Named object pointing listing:
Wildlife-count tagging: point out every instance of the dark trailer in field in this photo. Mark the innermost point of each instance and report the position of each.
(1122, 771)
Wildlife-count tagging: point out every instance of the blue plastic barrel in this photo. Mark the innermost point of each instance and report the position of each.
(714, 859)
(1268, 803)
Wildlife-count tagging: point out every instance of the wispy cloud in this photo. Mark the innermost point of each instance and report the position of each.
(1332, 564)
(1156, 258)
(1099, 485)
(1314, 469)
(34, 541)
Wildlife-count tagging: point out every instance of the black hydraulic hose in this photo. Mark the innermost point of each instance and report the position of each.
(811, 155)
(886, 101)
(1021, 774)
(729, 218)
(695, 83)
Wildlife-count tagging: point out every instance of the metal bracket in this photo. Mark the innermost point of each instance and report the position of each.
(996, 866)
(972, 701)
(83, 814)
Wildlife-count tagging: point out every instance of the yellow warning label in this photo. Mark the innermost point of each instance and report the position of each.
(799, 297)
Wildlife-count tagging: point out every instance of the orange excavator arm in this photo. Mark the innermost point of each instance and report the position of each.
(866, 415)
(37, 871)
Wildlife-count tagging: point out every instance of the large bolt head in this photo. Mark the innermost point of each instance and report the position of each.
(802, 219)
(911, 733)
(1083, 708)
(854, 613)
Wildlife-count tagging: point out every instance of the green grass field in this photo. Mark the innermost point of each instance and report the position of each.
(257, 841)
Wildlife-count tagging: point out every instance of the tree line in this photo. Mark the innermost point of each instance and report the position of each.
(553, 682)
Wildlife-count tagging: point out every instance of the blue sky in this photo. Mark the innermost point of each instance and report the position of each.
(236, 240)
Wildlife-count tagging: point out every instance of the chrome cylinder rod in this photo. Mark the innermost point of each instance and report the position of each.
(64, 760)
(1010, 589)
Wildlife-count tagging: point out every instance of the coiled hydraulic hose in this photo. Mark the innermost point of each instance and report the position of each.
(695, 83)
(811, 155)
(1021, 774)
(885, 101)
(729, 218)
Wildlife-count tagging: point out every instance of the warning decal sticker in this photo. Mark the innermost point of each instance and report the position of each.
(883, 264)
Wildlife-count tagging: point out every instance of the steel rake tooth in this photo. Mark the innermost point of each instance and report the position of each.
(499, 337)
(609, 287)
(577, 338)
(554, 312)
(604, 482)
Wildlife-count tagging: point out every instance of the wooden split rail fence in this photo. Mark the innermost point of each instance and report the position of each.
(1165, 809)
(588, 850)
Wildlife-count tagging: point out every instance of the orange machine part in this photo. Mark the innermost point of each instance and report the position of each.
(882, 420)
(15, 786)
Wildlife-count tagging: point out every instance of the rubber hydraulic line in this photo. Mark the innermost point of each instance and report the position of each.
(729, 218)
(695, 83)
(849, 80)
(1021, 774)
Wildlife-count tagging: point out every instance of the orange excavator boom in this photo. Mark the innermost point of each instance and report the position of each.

Do this:
Rewrite the listing above with "Equipment-count tagging" substituted for each occurrence of "Wildlife-count tagging", leaving all other text unchanged.

Written response:
Equipment-count tagging: point out every instance of the dark trailer in field in this photo. Mark the innermost point of each instance and report the position of each.
(1122, 771)
Equipment-count tagging: point out every instance of the blue plastic barrel in this photo. Mark the innermost point of each instance and report the position of each.
(714, 859)
(1268, 803)
Equipment-count tagging: point out every instance of the wispy cloud in this photo. Mark the innermost point of each instance and report the position of each.
(1332, 564)
(1156, 258)
(1099, 485)
(1314, 469)
(34, 541)
Equipment-count tagging: point out every instance of the black hydraulic hose in this photo. Mark the innermost point of each instance and report the position of each.
(811, 155)
(886, 101)
(1021, 774)
(729, 218)
(695, 83)
Equipment-count tagging: point out every instance of the metal bracket in this photo. Mark the innermost point of each instance and report the position of each.
(996, 866)
(972, 701)
(83, 814)
Equipment-count tagging: point out every instance of the yellow warning label in this photo. Mark the innermost point of each instance and report the position of each.
(799, 297)
Equipment-count tagging: point out every instance of the orange excavator arm in this photo. Mark the innermost point of each instance and report the position of each.
(866, 415)
(37, 871)
Equipment-count tagging: point out every instance of the large bolt head in this photo. Mark the innermost point of each instance and report the position of each.
(802, 219)
(911, 733)
(1083, 708)
(854, 613)
Equipment-count tagging: point out every instance of the green grass field in this photo. Mark the innermost point of each instance and report the position of each.
(257, 841)
Equipment-count tagging: point out every instance of the tree line in this photo. Mark the innermost point of each instance and report the position of each.
(553, 682)
Equipment-count tagging: point out every instance of the blue sky in this photo. Mark the innermost point of each instance and report the position of each.
(236, 240)
Equipment-count tagging: point out every instance of the chrome cylinder rod in this photo. Mark the innermost point of each instance and report the position of each.
(64, 760)
(1010, 589)
Equipment-count tagging: point out every instance of the coiled hydraulic hose in this photo. Mark the innermost point of each instance and report the position of each.
(695, 83)
(811, 155)
(1021, 774)
(885, 101)
(729, 218)
Equipment-count tagging: point out every instance of the warning decal sticker in this photo. Mark the innermost point of each instance and report the position of each.
(883, 264)
Equipment-count tagging: point out every instance of the steel rake tooth in this photo. Mark the innermost point of each instance and report the position of each.
(499, 337)
(609, 287)
(577, 338)
(554, 312)
(604, 482)
Equipment-count tagging: point out every instance of the wooden split rail fence in this photo. Mark the innermost point of each instance and report the position of each.
(1165, 809)
(588, 850)
Equipment-count tagging: point out every instance of the orange machine part in this photo. Mark the innermost point of each instance and report the position of each.
(882, 420)
(15, 786)
Equipment-count tagging: point out every instance of the rubber hydraulic line in this photo. Mark the innermost point of each instance and report the position of each.
(729, 218)
(695, 83)
(849, 80)
(1021, 774)
Equipment-count tagging: point out every instance of the orange excavator boom in this photo. Mark the innermost point of each instance and report the position of each.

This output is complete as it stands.